[DIRECTIONS FOR THIS TASK]
Only the lines below, from the one with "positive clicks: (993, 294) (1083, 494)" through the one with "positive clicks: (732, 470) (636, 484)", are to be written out, exactly.

■ ■ ■ ■ ■ ■ ■

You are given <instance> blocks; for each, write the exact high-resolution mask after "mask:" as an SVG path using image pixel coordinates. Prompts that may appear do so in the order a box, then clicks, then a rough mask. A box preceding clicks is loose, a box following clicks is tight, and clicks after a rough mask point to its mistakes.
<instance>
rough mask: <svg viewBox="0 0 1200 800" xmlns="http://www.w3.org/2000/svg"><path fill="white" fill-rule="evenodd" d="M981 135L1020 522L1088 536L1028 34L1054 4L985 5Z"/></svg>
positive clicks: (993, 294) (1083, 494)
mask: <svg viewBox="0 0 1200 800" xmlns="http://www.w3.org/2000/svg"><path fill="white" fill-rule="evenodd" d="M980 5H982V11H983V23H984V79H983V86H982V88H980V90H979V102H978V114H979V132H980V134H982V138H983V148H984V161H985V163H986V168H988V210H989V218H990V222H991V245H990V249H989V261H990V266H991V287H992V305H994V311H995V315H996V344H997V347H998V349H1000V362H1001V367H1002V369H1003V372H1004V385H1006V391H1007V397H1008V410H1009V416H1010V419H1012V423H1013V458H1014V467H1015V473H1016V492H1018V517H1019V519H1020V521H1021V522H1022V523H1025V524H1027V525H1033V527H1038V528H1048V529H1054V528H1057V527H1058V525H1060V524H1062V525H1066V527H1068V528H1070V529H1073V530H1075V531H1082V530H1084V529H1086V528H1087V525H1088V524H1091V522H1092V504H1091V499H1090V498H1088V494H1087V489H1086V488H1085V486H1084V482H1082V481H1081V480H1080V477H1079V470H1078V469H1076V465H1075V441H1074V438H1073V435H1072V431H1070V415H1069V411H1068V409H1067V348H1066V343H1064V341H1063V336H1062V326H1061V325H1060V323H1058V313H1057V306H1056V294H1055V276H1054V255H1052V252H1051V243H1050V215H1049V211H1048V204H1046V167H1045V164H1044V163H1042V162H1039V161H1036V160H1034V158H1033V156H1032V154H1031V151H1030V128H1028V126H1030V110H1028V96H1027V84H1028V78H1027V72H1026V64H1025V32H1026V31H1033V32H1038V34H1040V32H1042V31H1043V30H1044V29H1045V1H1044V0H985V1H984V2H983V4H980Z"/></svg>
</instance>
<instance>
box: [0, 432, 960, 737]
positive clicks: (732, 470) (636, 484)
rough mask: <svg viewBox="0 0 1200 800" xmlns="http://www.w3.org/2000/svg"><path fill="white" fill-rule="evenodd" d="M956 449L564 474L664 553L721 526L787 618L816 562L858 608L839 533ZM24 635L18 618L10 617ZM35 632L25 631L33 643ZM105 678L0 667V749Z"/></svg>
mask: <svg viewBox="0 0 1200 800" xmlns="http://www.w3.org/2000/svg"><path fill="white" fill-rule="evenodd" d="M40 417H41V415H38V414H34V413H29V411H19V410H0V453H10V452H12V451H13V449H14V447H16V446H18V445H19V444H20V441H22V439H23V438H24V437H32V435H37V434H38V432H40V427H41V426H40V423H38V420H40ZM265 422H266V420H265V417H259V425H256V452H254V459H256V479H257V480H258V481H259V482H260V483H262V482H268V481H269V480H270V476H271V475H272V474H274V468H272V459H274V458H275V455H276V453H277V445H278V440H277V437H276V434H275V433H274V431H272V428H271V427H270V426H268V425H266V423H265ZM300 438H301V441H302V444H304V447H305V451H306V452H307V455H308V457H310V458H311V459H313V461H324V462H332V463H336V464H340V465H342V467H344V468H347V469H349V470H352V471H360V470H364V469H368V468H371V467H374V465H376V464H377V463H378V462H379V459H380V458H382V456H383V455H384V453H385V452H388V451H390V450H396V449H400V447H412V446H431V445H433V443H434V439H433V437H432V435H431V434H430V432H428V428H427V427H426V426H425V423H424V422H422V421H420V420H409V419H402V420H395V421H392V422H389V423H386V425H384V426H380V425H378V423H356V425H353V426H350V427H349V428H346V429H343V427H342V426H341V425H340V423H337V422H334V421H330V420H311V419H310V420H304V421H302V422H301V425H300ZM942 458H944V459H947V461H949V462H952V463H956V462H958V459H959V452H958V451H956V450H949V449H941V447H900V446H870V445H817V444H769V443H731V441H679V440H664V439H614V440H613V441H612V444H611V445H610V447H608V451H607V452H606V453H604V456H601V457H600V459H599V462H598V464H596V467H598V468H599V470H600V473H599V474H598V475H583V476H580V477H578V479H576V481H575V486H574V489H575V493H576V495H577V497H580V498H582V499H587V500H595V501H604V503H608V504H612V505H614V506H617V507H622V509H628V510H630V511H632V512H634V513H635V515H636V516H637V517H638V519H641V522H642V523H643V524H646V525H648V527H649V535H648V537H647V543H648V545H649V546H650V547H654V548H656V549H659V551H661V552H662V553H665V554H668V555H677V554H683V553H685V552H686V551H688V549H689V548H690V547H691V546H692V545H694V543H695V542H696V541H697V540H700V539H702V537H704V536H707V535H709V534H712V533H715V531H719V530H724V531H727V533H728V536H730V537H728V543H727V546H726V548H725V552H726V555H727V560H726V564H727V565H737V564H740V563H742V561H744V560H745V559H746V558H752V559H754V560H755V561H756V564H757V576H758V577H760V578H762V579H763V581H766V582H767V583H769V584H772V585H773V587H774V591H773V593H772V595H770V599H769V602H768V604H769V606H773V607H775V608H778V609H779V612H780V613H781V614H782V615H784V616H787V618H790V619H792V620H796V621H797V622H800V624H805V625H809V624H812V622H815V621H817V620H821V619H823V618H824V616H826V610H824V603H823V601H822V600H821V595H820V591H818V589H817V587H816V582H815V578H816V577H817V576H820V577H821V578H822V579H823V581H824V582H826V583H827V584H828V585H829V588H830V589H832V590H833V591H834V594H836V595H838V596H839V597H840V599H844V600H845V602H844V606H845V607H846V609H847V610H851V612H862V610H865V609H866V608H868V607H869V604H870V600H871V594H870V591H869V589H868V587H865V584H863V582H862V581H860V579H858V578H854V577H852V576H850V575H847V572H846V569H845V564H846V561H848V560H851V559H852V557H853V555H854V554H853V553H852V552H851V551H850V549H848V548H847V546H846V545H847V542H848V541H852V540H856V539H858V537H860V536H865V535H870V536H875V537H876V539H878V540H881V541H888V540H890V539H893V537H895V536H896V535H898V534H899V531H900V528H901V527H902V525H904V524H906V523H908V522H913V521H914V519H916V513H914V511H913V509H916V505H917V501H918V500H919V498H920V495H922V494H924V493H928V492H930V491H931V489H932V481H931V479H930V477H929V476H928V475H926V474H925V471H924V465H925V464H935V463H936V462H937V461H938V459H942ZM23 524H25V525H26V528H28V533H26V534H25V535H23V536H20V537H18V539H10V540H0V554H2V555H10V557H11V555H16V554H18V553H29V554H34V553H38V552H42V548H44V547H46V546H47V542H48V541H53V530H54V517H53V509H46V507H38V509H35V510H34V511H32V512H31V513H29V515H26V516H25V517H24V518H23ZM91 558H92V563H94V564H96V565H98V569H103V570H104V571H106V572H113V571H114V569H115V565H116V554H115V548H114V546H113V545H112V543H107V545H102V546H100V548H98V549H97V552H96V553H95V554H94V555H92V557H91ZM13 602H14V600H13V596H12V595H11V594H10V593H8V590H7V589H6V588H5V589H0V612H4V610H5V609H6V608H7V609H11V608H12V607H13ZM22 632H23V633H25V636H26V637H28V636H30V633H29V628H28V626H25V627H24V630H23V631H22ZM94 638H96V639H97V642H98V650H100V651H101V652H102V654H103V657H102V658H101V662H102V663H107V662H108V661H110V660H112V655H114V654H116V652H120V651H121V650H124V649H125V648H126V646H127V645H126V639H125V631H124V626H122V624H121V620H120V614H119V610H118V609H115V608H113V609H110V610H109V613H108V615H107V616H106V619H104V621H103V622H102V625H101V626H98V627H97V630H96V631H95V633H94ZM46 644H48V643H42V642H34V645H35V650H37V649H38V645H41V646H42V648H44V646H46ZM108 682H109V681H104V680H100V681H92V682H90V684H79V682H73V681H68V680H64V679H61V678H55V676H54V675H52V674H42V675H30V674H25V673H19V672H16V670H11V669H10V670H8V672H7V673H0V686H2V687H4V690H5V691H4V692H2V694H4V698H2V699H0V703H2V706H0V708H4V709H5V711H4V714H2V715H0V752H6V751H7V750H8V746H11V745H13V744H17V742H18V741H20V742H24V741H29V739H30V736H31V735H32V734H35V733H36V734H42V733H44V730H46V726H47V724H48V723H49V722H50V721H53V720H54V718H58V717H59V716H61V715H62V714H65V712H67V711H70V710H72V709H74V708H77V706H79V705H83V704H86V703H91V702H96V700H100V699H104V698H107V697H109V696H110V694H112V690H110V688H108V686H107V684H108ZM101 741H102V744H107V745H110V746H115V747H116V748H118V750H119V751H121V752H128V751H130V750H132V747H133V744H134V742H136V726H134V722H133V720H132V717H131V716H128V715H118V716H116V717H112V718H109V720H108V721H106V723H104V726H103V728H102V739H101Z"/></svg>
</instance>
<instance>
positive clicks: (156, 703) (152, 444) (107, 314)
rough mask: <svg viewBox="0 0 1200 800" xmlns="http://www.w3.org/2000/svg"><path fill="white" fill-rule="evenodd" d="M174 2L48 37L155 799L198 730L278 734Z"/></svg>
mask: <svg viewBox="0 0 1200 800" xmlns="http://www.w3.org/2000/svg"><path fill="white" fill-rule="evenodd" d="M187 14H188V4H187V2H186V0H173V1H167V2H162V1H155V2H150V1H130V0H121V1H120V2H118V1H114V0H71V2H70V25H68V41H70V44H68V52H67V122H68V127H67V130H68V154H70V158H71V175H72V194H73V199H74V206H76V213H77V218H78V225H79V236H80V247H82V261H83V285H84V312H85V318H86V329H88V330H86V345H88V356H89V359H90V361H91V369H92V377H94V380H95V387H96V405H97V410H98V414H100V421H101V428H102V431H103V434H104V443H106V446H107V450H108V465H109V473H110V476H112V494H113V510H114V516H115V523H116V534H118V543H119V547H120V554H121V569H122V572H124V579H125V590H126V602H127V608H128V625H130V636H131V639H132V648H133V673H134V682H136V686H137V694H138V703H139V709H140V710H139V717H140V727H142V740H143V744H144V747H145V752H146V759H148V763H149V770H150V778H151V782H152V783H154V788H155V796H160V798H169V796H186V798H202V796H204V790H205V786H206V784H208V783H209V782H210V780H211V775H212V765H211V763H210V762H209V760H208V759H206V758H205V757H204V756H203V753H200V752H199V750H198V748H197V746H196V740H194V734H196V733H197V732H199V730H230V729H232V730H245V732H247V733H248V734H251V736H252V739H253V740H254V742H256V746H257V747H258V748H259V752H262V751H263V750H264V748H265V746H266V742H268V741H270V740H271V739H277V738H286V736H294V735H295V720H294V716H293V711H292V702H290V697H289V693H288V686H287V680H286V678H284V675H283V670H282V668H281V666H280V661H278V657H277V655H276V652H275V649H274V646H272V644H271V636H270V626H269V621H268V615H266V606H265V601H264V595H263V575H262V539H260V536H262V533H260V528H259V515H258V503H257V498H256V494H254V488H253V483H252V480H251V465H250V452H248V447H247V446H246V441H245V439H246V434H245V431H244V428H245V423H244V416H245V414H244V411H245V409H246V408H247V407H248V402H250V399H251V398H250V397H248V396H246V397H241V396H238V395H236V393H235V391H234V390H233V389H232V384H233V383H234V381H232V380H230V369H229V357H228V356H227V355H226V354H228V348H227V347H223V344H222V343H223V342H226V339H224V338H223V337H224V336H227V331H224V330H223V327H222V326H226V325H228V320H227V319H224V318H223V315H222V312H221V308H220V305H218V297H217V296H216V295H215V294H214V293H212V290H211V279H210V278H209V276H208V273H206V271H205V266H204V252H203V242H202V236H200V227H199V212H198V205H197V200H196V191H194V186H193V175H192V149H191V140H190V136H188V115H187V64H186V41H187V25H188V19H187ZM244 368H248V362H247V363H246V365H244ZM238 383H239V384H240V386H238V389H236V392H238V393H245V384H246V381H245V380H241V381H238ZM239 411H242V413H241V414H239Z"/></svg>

■ ■ ■ ■ ■ ■ ■

[FINISHED TASK]
positive clicks: (993, 294) (1083, 494)
mask: <svg viewBox="0 0 1200 800" xmlns="http://www.w3.org/2000/svg"><path fill="white" fill-rule="evenodd" d="M980 5H982V11H983V23H984V79H983V86H982V88H980V90H979V102H978V114H979V132H980V134H982V138H983V148H984V161H985V163H986V168H988V210H989V218H990V222H991V245H990V249H989V261H990V266H991V287H992V305H994V311H995V315H996V344H997V347H998V349H1000V362H1001V367H1002V369H1003V372H1004V385H1006V391H1007V397H1008V410H1009V416H1010V419H1012V423H1013V458H1014V467H1015V473H1016V492H1018V517H1019V519H1020V521H1021V522H1022V523H1025V524H1027V525H1033V527H1038V528H1048V529H1054V528H1057V527H1058V525H1060V524H1062V525H1066V527H1068V528H1070V529H1073V530H1075V531H1082V530H1084V529H1086V528H1087V525H1088V524H1091V522H1092V504H1091V499H1090V498H1088V494H1087V489H1086V488H1085V486H1084V482H1082V481H1081V480H1080V477H1079V470H1078V469H1076V465H1075V441H1074V438H1073V435H1072V431H1070V415H1069V411H1068V409H1067V348H1066V343H1064V341H1063V336H1062V326H1061V325H1060V323H1058V313H1057V306H1056V294H1055V276H1054V255H1052V252H1051V243H1050V215H1049V211H1048V204H1046V167H1045V164H1044V163H1042V162H1039V161H1036V160H1034V158H1033V156H1032V154H1031V151H1030V128H1028V126H1030V110H1028V96H1027V84H1028V78H1027V72H1026V64H1025V32H1026V31H1033V32H1038V34H1040V32H1042V31H1043V30H1044V29H1045V1H1044V0H985V1H984V2H983V4H980Z"/></svg>
</instance>
<instance>
box: [0, 432, 960, 737]
positive clicks: (732, 470) (636, 484)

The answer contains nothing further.